##### Record list #####

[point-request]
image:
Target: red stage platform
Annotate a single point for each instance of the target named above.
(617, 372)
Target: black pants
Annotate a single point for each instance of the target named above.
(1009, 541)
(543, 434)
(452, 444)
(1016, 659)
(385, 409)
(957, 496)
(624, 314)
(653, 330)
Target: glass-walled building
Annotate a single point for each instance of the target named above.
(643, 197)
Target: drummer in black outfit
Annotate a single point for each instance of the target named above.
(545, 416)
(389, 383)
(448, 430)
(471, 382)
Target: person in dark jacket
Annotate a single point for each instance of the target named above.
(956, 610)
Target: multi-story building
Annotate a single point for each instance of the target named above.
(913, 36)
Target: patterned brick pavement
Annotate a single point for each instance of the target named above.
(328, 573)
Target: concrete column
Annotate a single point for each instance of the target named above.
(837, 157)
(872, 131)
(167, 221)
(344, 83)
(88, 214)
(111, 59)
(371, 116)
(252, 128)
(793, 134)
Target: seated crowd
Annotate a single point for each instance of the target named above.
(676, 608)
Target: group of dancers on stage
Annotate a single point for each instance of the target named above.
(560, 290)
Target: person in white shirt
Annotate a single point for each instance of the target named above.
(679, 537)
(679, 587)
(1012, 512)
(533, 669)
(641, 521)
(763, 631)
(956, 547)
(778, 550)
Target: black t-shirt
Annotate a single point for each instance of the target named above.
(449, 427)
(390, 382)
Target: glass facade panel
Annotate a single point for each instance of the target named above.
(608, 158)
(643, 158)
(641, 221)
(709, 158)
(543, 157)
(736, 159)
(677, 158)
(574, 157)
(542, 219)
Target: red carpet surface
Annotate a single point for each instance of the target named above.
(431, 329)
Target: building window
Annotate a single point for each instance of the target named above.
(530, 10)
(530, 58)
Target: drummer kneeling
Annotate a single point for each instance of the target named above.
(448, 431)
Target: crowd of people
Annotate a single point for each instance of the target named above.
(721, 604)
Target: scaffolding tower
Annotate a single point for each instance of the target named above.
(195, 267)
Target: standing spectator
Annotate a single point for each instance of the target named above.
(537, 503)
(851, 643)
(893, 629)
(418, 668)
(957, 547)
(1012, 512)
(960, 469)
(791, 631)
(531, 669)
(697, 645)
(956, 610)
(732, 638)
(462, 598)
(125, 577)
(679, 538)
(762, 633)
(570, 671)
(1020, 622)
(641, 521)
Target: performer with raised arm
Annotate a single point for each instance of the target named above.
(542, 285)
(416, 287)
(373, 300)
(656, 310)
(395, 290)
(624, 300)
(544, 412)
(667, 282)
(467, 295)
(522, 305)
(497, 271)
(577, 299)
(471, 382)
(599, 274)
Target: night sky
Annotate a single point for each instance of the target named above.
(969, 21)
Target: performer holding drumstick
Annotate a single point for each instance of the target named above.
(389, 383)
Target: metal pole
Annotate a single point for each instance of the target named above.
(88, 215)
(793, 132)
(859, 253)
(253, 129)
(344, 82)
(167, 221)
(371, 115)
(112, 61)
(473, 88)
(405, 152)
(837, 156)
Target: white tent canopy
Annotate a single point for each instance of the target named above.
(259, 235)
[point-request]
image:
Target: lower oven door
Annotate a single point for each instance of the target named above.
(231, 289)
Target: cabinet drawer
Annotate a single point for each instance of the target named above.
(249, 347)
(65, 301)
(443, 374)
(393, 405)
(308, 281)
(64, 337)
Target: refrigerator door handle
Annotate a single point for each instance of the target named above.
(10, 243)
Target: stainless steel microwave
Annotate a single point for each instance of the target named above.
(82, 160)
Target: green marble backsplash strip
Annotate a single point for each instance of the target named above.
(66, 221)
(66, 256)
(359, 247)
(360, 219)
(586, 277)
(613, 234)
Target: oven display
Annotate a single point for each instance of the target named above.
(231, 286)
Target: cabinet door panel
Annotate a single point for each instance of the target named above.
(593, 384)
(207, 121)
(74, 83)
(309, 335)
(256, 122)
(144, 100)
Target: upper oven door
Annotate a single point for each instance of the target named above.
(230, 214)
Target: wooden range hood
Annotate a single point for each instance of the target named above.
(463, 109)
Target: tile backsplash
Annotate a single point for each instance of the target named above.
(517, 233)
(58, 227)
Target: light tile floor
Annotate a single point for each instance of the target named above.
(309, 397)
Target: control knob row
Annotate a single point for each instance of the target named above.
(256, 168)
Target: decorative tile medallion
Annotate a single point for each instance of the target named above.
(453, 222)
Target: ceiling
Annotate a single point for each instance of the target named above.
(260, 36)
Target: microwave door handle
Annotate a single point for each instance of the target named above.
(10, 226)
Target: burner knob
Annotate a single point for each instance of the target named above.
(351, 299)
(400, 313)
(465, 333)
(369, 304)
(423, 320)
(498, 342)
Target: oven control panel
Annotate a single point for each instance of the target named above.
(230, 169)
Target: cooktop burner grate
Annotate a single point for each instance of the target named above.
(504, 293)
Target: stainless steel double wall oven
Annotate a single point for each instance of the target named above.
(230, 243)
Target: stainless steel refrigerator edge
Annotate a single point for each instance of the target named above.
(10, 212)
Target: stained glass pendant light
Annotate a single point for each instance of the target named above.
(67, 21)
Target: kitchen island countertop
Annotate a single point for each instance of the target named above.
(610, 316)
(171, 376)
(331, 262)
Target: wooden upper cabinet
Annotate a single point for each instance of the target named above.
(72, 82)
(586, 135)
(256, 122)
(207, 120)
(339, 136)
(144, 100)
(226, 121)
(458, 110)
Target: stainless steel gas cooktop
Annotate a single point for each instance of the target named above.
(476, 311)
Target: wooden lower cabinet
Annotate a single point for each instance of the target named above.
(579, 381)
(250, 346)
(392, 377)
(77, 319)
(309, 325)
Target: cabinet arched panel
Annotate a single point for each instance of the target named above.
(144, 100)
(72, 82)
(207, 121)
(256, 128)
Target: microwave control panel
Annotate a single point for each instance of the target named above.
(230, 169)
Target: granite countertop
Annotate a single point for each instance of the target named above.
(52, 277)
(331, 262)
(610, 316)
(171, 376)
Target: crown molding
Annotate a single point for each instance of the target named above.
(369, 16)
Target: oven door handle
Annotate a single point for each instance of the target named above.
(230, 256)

#####
##### Record list #####

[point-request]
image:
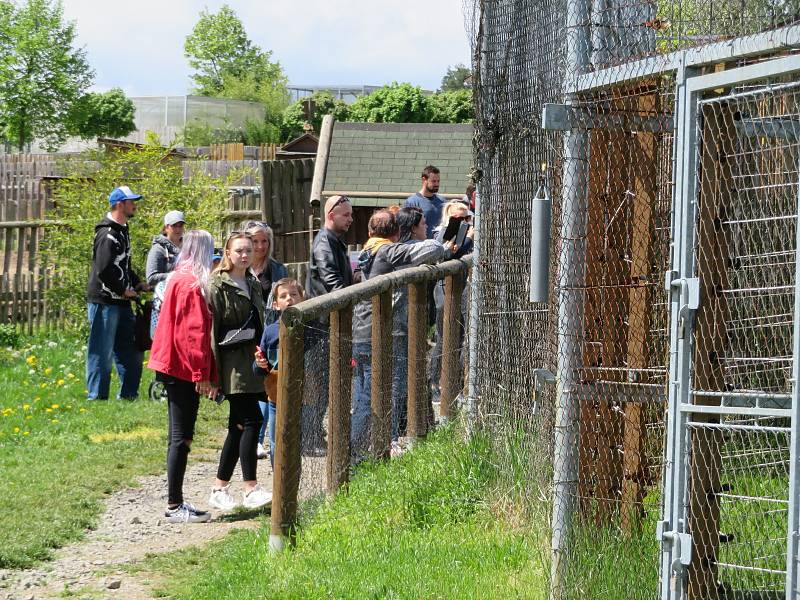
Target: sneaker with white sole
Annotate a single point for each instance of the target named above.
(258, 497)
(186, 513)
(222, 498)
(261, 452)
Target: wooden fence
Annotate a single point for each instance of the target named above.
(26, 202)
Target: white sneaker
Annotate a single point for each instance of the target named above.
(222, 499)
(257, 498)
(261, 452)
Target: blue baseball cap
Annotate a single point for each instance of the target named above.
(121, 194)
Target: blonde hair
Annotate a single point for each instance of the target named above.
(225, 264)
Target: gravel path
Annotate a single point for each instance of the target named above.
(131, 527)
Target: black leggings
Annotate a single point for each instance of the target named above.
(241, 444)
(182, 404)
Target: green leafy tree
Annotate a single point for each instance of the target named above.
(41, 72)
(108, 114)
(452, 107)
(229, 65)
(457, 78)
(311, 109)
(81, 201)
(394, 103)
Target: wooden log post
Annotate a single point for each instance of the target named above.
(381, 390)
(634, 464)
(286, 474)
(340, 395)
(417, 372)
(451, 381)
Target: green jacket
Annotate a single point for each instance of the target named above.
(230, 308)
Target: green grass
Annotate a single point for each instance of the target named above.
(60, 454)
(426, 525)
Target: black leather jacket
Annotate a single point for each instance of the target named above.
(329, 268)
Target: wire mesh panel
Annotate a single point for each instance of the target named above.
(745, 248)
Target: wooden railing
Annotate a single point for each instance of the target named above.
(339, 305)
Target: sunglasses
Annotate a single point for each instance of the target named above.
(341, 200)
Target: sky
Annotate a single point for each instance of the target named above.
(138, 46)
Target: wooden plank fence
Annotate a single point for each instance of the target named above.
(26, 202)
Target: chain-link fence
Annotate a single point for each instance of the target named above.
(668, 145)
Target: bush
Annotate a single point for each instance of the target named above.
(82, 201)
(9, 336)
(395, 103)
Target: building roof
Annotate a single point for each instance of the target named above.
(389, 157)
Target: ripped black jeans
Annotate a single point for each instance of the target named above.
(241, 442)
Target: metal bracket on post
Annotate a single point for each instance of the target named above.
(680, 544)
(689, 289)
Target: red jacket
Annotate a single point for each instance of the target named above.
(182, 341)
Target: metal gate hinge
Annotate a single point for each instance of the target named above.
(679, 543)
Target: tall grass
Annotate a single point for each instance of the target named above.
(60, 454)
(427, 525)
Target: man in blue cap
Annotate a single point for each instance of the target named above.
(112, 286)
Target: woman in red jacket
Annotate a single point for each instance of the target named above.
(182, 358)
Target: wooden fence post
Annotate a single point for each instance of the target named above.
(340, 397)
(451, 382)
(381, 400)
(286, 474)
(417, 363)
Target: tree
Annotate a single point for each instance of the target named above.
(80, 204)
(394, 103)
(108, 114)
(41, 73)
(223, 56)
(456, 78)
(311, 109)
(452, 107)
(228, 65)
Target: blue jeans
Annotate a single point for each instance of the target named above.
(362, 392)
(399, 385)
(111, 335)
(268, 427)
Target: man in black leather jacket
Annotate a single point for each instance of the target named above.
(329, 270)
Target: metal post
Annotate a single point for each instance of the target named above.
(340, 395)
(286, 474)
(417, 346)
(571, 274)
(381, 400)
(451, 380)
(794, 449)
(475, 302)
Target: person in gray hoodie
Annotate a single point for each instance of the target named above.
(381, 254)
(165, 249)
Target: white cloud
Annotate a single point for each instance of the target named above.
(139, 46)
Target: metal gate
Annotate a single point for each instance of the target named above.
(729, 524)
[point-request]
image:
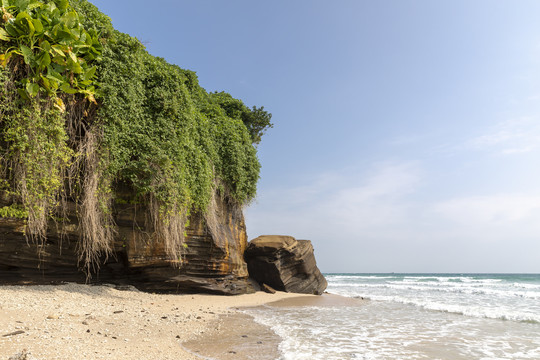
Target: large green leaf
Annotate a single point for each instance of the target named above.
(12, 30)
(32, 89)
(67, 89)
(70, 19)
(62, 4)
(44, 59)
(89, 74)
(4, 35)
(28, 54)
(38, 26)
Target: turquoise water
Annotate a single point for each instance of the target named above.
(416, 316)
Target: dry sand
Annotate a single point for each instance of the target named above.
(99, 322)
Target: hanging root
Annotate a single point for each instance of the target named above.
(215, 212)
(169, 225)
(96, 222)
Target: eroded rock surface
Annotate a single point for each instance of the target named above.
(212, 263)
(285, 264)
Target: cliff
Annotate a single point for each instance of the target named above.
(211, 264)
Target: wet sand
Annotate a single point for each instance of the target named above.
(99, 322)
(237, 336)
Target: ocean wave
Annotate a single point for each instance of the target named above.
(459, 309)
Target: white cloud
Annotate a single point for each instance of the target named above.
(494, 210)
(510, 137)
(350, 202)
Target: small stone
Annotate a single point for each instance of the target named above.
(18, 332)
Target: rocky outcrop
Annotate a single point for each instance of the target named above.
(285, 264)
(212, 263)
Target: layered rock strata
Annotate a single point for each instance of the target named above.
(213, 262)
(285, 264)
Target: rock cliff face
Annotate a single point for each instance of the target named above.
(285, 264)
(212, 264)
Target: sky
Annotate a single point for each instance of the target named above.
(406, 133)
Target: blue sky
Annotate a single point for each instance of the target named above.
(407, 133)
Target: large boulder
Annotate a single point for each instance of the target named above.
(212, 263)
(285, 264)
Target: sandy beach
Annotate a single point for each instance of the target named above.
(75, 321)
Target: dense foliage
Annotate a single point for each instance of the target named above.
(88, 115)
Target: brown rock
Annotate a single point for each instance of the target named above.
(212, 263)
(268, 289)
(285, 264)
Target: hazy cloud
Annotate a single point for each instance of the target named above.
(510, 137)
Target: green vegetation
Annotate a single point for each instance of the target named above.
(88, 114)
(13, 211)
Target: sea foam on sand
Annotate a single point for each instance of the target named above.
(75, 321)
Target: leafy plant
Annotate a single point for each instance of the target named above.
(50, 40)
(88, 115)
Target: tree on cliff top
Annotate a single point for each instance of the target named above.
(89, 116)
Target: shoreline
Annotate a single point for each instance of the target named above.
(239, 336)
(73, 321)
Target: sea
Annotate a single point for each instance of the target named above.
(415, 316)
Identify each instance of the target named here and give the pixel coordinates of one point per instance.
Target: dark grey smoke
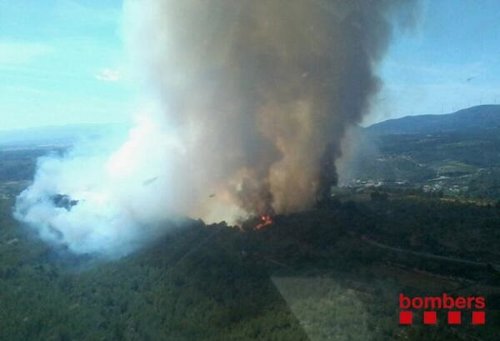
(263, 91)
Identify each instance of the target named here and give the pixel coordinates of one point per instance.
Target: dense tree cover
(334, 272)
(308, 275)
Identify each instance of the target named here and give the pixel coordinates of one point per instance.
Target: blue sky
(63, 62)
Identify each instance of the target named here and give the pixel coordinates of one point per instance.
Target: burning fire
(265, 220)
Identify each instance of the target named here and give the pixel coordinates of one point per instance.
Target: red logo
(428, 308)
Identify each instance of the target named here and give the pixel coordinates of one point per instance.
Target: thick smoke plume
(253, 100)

#####

Which lines of the listing above contain the string "smoke", matching case exactly? Pick out each one and copy it in full.

(Full solution)
Target: dark grey smoke
Target: thick smoke plume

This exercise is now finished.